Start of Entries shown
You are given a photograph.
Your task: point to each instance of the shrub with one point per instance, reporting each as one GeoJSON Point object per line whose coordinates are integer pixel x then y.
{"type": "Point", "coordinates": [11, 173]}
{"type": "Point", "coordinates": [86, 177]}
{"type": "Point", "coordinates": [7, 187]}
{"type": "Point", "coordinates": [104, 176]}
End of Entries shown
The task: Return each entry above exactly, leaving none out.

Exercise result:
You are given a photograph.
Your task: point to each instance of the shrub with one point per instance, reporting each as one GeoJSON Point object per line whose coordinates are integer pixel x then y.
{"type": "Point", "coordinates": [11, 173]}
{"type": "Point", "coordinates": [86, 177]}
{"type": "Point", "coordinates": [7, 187]}
{"type": "Point", "coordinates": [104, 176]}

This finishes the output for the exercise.